Task goal:
Please recast the data below as a two-column CSV with the columns text and answer, one row for each piece of data, putting each value in a single quoted field with line breaks turned into spaces. Leave the pictures out.

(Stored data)
+---+

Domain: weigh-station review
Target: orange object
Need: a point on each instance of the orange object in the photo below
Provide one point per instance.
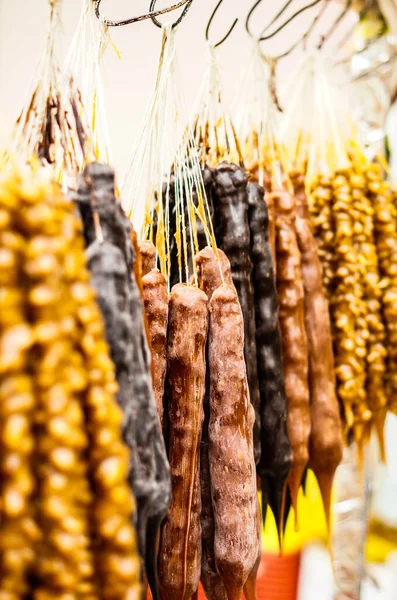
(278, 578)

+---+

Answer to the problem:
text,answer
"Domain: weigh-station review Target: orange object Need: a point on each instance of the orange object in the photo below Provide one point per instance.","(278, 578)"